Short task A:
In the trust report below, how much per Unit went to Unit holders for the nine months ended September 30, 1999?

NINE MONTHS ENDED SEPTEMBER 30, 1999 AND 1998

     Distributions to Unit holders for the nine months ended September 30, 1999
amounted to $663,566 or $.139653 per Unit as compared to $3,790,404 or $.797724
per Unit for the same period in 1998. The decrease in distributable income for
the first nine months of 1999 was primarily due to a net deposit of
approximately $1,982,000 into the Trust's Special Cost Escrow Account as
compared to a net release of approximately $1,015,000 for the first nine months
of 1998.

     During the first quarter of 1999, the Working Interest Owner of East
Cameron 371/381 informed the Trust that Texaco overpaid royalties to the Trust
in the third and fourth quarters of 1998 in an amount totaling $1,090,367.

Short task B:
Please gather and copy every line of the records below that holds the string "green". Case counts.

Material for the task:
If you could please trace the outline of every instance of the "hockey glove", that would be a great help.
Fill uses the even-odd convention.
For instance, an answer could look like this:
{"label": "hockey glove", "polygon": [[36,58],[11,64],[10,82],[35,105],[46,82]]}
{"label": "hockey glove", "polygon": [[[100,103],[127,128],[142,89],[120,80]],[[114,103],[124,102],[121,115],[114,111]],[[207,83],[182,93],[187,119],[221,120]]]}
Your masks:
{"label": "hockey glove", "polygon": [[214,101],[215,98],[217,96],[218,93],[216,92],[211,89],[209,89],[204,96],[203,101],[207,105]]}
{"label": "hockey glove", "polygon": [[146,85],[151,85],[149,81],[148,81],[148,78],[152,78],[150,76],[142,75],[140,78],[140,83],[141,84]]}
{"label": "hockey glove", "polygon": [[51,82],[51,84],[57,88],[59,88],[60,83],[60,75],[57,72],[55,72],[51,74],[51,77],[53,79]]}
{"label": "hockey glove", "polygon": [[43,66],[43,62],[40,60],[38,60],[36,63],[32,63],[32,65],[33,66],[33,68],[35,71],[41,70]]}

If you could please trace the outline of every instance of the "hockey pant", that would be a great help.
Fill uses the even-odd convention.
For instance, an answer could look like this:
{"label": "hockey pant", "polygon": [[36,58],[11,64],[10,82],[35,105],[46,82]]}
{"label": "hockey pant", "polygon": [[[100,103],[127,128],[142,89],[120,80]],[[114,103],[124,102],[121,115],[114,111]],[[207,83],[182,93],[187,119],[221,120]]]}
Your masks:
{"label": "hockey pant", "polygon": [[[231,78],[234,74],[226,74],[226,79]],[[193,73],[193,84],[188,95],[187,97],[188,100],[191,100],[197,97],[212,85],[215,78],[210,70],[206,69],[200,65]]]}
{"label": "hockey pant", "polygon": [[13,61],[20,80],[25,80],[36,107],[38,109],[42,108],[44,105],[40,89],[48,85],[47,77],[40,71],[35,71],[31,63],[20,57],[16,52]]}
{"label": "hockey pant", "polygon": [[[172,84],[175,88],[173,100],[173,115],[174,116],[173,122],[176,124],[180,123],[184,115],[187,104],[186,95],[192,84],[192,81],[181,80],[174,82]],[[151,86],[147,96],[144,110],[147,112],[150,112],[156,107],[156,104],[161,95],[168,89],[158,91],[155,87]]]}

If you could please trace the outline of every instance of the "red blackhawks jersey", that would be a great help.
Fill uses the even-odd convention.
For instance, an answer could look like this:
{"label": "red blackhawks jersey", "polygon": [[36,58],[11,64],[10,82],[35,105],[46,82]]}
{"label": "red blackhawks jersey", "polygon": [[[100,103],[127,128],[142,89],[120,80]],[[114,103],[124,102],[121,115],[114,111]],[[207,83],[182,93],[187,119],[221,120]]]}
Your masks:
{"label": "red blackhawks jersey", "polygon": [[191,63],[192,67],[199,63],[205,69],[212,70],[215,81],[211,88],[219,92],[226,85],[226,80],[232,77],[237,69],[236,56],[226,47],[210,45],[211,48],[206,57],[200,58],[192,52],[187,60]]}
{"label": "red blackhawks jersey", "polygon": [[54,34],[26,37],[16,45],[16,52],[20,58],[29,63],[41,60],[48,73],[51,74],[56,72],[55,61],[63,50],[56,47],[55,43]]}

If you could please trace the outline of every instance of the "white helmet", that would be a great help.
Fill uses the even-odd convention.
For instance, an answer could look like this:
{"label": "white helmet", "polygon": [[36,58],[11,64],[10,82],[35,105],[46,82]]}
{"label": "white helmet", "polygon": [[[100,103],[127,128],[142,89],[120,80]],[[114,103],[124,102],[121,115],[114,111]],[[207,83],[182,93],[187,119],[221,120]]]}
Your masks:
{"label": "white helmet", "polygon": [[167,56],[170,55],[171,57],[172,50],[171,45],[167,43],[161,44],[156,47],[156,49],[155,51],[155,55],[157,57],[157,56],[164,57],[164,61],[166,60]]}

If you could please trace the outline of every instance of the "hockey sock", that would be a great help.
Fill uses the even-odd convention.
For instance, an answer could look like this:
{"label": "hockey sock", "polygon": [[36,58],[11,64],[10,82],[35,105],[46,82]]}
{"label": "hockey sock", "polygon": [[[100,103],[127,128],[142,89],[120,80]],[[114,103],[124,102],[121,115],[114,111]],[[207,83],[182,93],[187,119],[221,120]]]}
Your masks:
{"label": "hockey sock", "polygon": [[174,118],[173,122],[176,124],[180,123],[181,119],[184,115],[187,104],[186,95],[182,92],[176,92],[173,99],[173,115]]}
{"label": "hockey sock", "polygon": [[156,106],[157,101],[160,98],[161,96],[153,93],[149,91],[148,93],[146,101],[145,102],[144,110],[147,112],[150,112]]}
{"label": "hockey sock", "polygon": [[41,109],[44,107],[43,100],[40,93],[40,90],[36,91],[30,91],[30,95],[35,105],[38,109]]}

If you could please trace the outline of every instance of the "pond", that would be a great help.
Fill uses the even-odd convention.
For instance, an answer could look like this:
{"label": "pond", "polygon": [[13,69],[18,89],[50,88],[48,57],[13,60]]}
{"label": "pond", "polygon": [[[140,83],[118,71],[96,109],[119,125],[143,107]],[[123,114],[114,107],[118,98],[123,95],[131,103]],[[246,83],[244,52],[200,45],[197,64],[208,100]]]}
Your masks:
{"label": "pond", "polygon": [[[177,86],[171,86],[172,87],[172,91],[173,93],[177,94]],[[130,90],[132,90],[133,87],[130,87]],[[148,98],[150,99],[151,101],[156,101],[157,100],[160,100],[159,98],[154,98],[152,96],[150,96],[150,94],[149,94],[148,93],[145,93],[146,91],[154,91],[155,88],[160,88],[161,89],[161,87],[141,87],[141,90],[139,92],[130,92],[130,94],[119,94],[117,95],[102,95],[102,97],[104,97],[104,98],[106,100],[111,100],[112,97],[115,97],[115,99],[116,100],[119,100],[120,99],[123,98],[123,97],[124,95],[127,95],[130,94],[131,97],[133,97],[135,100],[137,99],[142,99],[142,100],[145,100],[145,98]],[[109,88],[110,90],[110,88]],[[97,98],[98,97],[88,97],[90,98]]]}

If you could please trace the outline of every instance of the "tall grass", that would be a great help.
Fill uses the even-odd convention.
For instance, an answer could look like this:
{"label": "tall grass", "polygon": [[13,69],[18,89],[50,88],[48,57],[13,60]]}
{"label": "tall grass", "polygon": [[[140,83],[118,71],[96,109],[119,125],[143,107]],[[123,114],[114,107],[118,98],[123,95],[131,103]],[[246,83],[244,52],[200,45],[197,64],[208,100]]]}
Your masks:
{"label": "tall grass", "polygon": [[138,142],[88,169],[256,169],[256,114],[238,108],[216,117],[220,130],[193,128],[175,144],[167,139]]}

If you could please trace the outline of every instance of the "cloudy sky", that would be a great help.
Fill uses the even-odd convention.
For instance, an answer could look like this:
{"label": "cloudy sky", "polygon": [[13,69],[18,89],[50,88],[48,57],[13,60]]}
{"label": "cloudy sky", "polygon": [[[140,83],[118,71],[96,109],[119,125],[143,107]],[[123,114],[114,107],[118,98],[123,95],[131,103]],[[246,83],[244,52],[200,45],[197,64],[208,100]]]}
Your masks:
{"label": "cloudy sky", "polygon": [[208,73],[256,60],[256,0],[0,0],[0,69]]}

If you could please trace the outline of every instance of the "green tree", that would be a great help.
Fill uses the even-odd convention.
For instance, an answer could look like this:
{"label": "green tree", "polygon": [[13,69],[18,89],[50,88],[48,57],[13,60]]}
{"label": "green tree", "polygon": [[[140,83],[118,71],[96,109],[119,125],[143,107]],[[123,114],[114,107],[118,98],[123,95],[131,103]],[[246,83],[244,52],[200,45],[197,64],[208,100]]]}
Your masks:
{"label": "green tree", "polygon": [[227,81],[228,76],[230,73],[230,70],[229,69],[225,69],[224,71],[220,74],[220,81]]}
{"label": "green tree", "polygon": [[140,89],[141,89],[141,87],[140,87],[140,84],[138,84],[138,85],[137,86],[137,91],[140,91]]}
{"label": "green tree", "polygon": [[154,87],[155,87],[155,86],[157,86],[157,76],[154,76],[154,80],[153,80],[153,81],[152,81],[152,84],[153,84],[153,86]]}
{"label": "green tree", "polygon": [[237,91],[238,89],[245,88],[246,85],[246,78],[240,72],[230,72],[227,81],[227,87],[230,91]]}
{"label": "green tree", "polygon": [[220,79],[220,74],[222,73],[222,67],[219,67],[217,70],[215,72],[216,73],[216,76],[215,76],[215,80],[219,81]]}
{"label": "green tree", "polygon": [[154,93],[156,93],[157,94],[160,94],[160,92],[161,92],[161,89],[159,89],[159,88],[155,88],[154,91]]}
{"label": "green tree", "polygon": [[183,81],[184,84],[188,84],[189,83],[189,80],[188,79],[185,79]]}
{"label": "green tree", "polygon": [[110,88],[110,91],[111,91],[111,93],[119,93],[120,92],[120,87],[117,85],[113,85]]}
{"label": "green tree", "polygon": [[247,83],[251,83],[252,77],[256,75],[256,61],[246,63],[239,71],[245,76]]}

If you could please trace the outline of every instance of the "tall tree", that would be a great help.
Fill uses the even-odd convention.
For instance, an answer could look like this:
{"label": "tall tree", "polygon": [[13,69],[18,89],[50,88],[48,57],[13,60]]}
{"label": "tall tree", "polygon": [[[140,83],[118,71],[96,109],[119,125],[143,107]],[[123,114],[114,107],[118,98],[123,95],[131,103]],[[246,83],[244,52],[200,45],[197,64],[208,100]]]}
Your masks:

Solution A:
$.139653 per Unit

Solution B:
If you could please trace the outline of every instance of the "green tree", that would be a great help.
{"label": "green tree", "polygon": [[13,69],[18,89],[50,88],[48,57],[13,60]]}
{"label": "green tree", "polygon": [[[140,83],[118,71],[96,109],[119,125],[143,107]],[[123,114],[114,107],[118,98],[123,95],[131,103]],[[246,83],[244,52],[200,45],[197,64],[208,100]]]}
{"label": "green tree", "polygon": [[227,81],[228,76],[230,73],[230,70],[229,69],[225,69],[224,71],[220,74],[220,81]]}
{"label": "green tree", "polygon": [[140,89],[141,89],[141,87],[140,87],[140,84],[138,84],[138,85],[137,86],[137,91],[140,91]]}
{"label": "green tree", "polygon": [[154,87],[155,87],[155,86],[157,86],[157,76],[154,76],[154,80],[153,80],[153,81],[152,81],[152,84],[153,84],[153,86]]}
{"label": "green tree", "polygon": [[237,91],[238,89],[245,88],[246,85],[246,78],[240,72],[230,72],[227,81],[227,87],[230,91]]}
{"label": "green tree", "polygon": [[220,79],[220,74],[222,73],[222,67],[219,67],[217,70],[215,72],[216,73],[216,76],[215,76],[215,80],[219,81]]}
{"label": "green tree", "polygon": [[154,93],[156,93],[157,94],[160,94],[160,92],[161,92],[161,89],[159,89],[159,88],[155,88],[154,91]]}
{"label": "green tree", "polygon": [[183,81],[184,84],[188,84],[189,83],[189,80],[188,79],[185,79]]}
{"label": "green tree", "polygon": [[110,88],[110,91],[111,91],[111,93],[119,93],[120,92],[120,87],[117,85],[113,85]]}
{"label": "green tree", "polygon": [[247,83],[251,83],[252,77],[256,75],[256,61],[246,63],[239,71],[245,76]]}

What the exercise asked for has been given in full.